Supplied data
[Start of section]

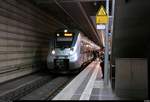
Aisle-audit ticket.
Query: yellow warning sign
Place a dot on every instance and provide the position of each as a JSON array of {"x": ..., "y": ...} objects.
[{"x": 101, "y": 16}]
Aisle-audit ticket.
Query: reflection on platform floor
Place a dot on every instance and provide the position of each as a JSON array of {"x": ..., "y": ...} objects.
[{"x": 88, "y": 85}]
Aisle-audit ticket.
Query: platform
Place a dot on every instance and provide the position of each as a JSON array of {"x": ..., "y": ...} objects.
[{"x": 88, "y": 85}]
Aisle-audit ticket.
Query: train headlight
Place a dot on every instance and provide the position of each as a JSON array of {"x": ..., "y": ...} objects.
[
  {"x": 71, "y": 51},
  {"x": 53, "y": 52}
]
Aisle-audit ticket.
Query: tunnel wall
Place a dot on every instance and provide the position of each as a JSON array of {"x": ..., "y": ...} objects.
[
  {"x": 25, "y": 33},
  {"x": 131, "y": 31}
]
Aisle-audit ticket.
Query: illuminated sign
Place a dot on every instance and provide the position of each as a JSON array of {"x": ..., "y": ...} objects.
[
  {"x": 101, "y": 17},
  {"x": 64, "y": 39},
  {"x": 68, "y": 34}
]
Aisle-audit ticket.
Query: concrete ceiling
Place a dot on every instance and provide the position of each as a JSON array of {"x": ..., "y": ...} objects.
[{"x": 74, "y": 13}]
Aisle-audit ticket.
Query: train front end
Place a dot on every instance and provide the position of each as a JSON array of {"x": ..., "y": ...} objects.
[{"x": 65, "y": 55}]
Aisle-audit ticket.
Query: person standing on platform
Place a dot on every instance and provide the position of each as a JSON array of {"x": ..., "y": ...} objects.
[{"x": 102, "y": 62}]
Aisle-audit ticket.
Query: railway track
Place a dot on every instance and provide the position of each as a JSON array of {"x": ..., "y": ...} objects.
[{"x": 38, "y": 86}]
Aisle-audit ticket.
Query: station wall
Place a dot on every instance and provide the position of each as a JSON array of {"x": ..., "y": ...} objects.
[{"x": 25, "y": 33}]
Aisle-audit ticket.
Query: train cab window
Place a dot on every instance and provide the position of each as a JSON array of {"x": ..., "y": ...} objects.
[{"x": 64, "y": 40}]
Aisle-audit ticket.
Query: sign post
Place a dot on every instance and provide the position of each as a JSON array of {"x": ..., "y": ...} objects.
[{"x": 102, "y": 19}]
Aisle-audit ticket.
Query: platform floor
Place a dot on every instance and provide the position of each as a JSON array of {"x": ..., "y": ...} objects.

[End of section]
[Start of section]

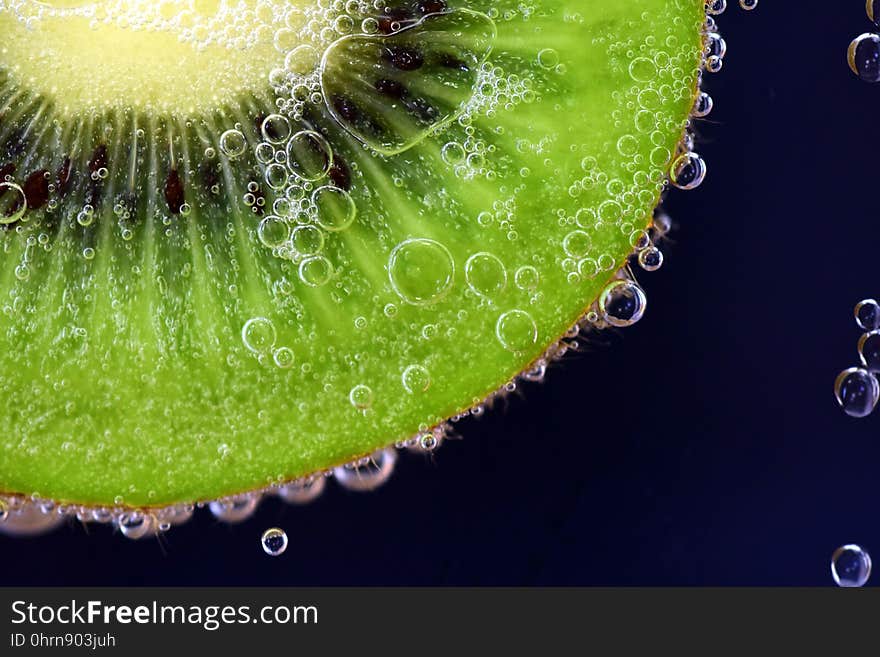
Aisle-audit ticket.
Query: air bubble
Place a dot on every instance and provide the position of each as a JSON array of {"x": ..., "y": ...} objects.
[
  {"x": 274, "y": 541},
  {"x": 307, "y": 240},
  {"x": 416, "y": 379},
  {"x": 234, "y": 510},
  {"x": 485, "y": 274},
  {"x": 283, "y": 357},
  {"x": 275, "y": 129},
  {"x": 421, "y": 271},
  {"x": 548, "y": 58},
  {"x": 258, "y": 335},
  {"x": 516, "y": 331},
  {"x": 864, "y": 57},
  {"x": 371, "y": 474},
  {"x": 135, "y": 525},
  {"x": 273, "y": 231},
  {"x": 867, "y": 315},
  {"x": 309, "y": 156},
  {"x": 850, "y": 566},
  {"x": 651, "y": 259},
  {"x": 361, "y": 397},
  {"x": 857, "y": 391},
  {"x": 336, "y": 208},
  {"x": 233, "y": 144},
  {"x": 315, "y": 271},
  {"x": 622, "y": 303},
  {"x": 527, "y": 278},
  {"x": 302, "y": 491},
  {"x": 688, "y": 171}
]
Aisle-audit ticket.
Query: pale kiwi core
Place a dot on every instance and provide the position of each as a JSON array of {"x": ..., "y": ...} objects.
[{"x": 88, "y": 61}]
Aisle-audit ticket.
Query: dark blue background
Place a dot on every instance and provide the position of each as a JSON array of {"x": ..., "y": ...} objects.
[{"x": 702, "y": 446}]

[End of section]

Task to carry out
From the listing above, count every line where the word "floor" occurs; the answer is that number and nothing else.

Solved problem
2